Write out the entries verbatim and leave the images out of the copy.

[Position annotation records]
* Start *
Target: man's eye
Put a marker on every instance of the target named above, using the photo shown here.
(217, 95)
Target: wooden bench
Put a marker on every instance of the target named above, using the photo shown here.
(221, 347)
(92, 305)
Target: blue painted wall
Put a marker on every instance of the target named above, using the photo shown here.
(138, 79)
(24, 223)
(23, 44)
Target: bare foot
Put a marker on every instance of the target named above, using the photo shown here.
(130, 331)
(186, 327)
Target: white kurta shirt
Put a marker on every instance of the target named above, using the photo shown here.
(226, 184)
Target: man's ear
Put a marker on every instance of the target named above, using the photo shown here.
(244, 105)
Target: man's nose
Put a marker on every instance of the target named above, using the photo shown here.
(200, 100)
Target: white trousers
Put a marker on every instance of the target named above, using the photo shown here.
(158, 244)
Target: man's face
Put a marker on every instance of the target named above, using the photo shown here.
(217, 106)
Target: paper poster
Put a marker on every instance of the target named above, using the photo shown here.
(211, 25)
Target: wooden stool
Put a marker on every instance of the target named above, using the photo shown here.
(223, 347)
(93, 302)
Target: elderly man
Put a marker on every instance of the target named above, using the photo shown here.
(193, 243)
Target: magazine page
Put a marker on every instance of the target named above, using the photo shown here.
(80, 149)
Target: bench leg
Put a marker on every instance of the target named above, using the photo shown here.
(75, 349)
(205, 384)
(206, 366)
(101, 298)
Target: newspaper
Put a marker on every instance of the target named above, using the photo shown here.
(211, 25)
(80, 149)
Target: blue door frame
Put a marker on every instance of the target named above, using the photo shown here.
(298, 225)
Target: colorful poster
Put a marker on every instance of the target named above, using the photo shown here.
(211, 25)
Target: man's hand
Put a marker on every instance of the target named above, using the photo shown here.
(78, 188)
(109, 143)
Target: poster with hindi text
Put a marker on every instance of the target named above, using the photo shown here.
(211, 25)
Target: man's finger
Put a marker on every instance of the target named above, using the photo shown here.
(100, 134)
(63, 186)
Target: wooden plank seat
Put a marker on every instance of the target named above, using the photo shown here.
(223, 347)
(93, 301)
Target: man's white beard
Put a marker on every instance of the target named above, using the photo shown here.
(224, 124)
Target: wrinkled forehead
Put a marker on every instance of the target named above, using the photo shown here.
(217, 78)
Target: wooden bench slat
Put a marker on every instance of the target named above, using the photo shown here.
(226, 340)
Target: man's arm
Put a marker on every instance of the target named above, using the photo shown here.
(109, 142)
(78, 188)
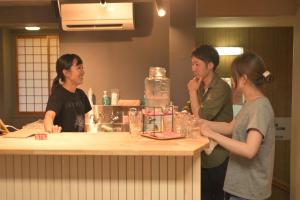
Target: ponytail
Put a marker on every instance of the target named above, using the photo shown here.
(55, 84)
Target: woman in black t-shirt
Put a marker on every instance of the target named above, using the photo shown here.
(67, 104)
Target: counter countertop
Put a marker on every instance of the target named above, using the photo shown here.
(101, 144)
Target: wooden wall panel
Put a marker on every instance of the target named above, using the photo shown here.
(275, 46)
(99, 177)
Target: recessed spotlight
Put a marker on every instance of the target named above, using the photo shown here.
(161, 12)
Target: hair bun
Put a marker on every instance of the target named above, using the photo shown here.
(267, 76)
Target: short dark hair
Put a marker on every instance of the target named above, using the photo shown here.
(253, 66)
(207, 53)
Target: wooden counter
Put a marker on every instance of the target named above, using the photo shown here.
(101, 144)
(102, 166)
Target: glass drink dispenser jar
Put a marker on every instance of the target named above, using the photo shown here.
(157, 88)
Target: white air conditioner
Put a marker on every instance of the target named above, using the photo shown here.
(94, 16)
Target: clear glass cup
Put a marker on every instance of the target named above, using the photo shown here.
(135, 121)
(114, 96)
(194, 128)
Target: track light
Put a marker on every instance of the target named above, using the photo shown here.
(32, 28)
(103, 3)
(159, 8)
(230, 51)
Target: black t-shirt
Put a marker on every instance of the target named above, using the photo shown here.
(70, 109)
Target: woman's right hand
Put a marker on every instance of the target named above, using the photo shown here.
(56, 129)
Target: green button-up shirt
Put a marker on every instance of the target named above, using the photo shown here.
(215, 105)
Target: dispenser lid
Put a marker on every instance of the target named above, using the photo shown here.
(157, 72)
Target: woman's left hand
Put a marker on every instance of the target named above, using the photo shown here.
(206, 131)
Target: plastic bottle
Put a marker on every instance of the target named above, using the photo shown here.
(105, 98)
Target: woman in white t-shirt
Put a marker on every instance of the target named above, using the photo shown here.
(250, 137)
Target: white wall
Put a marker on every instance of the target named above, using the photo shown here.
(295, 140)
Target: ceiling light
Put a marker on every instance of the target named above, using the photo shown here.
* End *
● Solution:
Target: man's eye
Put a marker on every instance of the target named above, using the photo shown here.
(217, 95)
Target: wooden bench
Put a marker on every instance of the target named above, using the photo shown here.
(221, 347)
(92, 305)
Target: blue painted wall
Put a marker on every instance of the target named above, using the photo shown here.
(138, 79)
(24, 223)
(23, 44)
Target: bare foot
Put a marker on every instance of the target named above, using the photo shown here.
(130, 331)
(186, 327)
Target: white kurta shirt
Put a marker on every instance of the target named above, using the photo shown here.
(226, 184)
Target: man's ear
Put a marker on every instance of the target named above, using the photo shown here.
(244, 105)
Target: man's nose
Put a marker on every instance of the target named above, using the photo shown here.
(200, 100)
Target: white trousers
Put a marker on every instance of the target named above, using the photo shown here.
(158, 244)
Target: man's face
Put a marker on every instance of the target named above, using the photo shown here.
(217, 106)
Target: paper poster
Put a marker on every instance of the target named above, using the photo shown here.
(211, 25)
Target: wooden stool
Put a marker on every instance of the target named above, using the photo shown here.
(223, 347)
(93, 302)
Target: elderly man
Put a marker on every instance of the target named above, using the photo shown here.
(193, 243)
Target: magazine page
Put a marker on every instance of the target named above, using the photo shown here.
(80, 149)
Target: bench leg
Put a marker on every instance of the target named above, using the photo shown here.
(75, 349)
(205, 384)
(206, 366)
(101, 298)
Target: newspaper
Put a marker on every instance of the target named above, using the photo shown here.
(211, 25)
(80, 149)
Target: blue door frame
Put a marker on every instance of the target named above, using the photo shown here.
(298, 225)
Target: colorful poster
Put a marker on every instance of the target named above, using the photo shown here.
(211, 25)
Target: man's hand
Put a marker on every instance of the target named above, using the photo shown here.
(78, 188)
(109, 143)
Target: poster with hindi text
Put a marker on every instance of the target named above, using the photo shown here.
(211, 25)
Target: man's finger
Put a marker on every instance of the target named above, using the photo shown here.
(100, 134)
(63, 186)
Target: wooden plank seat
Put a marker on every instance of the target named above, using the photo shown here.
(223, 347)
(93, 301)
Target: man's white beard
Put a marker on every instance of the target named above, using the photo shown here.
(224, 124)
Target: wrinkled forehead
Put a marker on every instance of the target named above, using the photo shown here.
(217, 78)
Target: wooden bench slat
Put a marker on every instance of the target named above, using the photo shown here.
(226, 340)
Target: man's arm
Put a marker on every instance of the target named above, using the photo shown here.
(109, 142)
(78, 188)
Target: ponytail
Put a marker on every instance of the target named above, using the photo shown here.
(55, 84)
Target: woman in black t-shirt
Put a marker on every instance of the target named above, using the photo shown here.
(67, 104)
Target: counter countertop
Put a marker on every instance of the target named above, using the photo shown here.
(101, 144)
Target: wooden wall panel
Put a marker on every instance of the target named above, using the photo shown here.
(275, 46)
(99, 177)
Target: recessed spotlight
Put a marker on every instance of the target named above, using the photo shown here.
(161, 12)
Target: hair bun
Put a marker on every instance of the target named above, using the photo shown here.
(267, 76)
Target: short dark hair
Put a marker on every instance of the target named above, using the photo shown here.
(253, 66)
(207, 53)
Target: wooden counter
Put a marker on every instance of the target named above, using the photo shown here.
(101, 144)
(102, 166)
Target: glass drink dispenser jar
Put a marker on every instance of the target named above, using the photo shown here.
(157, 88)
Target: white air conditioner
Put a marker on every instance of the target named above, using the photo shown here.
(94, 16)
Target: clear glass cup
Put a marker on every instance of the target named above, using the photo shown here.
(135, 121)
(114, 96)
(194, 128)
Target: track light
Put a marker on every instance of the target named above, using the photo shown here.
(32, 28)
(103, 3)
(159, 8)
(230, 51)
Target: black t-shirt
Put a marker on every instance of the target named above, using the photo shown here.
(70, 109)
Target: woman's right hand
Put a marker on every instance of the target named above, using the photo shown here.
(56, 129)
Target: green button-up shirt
Put a marker on every instance of the target named above, using the photo shown here.
(215, 105)
Target: dispenser lid
Put a marker on every instance of the target named above, using the photo shown here.
(157, 72)
Target: woman's left hand
Put a marker on every instance of the target named above, using the photo shown here.
(206, 131)
Target: plastic bottle
Put a marker on every instance of the target named above, using the photo shown here.
(105, 98)
Target: woman in white t-shirt
Put a marker on every instance of the target named above, using the photo shown here.
(250, 137)
Target: white wall
Put a marker on every instance of the target named above, using the photo shown here.
(295, 140)
Target: ceiling light
Put a marker on every instance of the target named above, using the photo shown here.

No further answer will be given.